Text under study>
The text in there looks suspiciously related to your problem to me.

Best wishes from Riley.

2001-07-29 09:14:49

by Eric W. Biederman

[permalink] [raw]
Subject: Re: What does "Neighbour table overflow" message indicate?

> Further snooping shows the error msg text in file inux/net/ipv4/route.c:
>
> if (net_ratelimit())
> printk("Neighbour table overflow.\n");

>
> The reference to "net_ratelimit" make me wonder if it is related to
> iptables. I am using iptable, and have since kernel 2.4.1, but I've seen
> these messages before. Hmmm.

My experience with this is the message occurs when you a machine starts
arping for a non-existent ip address. I suspect net_ratelimit triggers
when there are too many arps.

Run tcpdump -n -i eth0 (assuming your network is on eth0) and see if you
see an arp request that never gets answered.

Eric

2001-07-29 09:47:06

by Kurt Roeckx

[permalink] [raw]
Subject: Re: What does "Neighbour table overflow" message indicate?

Stored data:
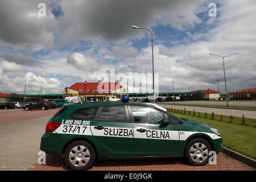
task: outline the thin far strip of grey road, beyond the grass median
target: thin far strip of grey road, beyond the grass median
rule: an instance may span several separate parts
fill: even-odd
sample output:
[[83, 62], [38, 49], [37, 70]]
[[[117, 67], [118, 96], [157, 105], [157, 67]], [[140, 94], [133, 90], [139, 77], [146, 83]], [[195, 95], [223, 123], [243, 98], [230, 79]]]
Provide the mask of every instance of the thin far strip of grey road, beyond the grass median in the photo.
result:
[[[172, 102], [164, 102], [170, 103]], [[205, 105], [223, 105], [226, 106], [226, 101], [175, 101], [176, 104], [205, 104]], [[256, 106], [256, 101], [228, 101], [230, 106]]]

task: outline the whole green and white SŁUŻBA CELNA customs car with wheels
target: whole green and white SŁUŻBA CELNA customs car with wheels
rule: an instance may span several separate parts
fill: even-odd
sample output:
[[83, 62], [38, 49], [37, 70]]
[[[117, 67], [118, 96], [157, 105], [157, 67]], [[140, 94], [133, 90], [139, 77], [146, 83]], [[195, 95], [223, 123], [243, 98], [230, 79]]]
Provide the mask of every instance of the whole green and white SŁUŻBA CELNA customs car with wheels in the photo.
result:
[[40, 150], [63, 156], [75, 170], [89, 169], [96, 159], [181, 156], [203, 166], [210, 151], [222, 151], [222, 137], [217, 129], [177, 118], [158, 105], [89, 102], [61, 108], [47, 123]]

Exercise requirements>
1 - Quote the mailing-list thread about the "Neighbour table overflow" message from "by Eric W. Biederman" up to and including "messages before. Hmmm.".
2 - Summarize the mailing-list thread about the "Neighbour table overflow" message in two sentences.
3 - Carry on the mailing-list thread about the "Neighbour table overflow" message from the point where it stops.
None of the stored data is needed for this work.

Expected responses>
1 -
by Eric W. Biederman

[permalink] [raw]
Subject: Re: What does "Neighbour table overflow" message indicate?

> Further snooping shows the error msg text in file inux/net/ipv4/route.c:
>
> if (net_ratelimit())
> printk("Neighbour table overflow.\n");

>
> The reference to "net_ratelimit" make me wonder if it is related to
> iptables. I am using iptable, and have since kernel 2.4.1, but I've seen
> these messages before. Hmmm.

2 - A quoted poster found the "Neighbour table overflow" text in the route.c file, printed under a net_ratelimit check, and wondered whether it was related to iptables. Eric W. Biederman replied that in his experience the message appears when a machine starts arping for a non-existent IP address, suspected that net_ratelimit triggers when there are too many arps, and suggested running tcpdump to look for an ARP request that never gets answered.

3 -
On Sat, Jul 28, 2001 at 09:15:11PM -0500, Steve Snyder wrote:
>
> Further snooping shows the error msg text in file inux/net/ipv4/route.c:
>
> if (net_ratelimit())
> printk("Neighbour table overflow.\n");
>
> The reference to "net_ratelimit" make me wonder if it is related to
> iptables. I am using iptable, and have since kernel 2.4.1, but I've seen
> these messages before. Hmmm.

net_ratelimit() is there to only log something every 5 seconds,
so your logs don't get flooded. It should be used for every
printk that has to do with net.

See core/utils.c


Kurt

2001-07-29 13:52:28

by jeff millar

[permalink] [raw]
Subject: Re: What does "Neighbour table overflow" message indicate?

We used to get this from an embedded PowerPC processor under 2.2.x when the
hardware to device driver interface got screwed up.

jeff

----- Original Message -----
From: "Riley Williams" <[email protected]>
To: "Steve Snyder" <[email protected]>
Cc: "Linux Kernel" <[email protected]>
Sent: Sunday, July 29, 2001 1:41 AM
Subject: Re: What does "Neighbour table overflow" message indicate?


> Hi Steve.
>
> > I just got this sequence of messages in my system log:
> >
> > Jul 28 19:47:44 sunburn kernel: Neighbour table overflow.
> > Jul 28 19:47:44 sunburn last message repeated 9 times
> > Jul 28 19:47:49 sunburn kernel: NET: 53 messages suppressed.
> > Jul 28 19:47:49 sunburn kernel: Neighbour table overflow.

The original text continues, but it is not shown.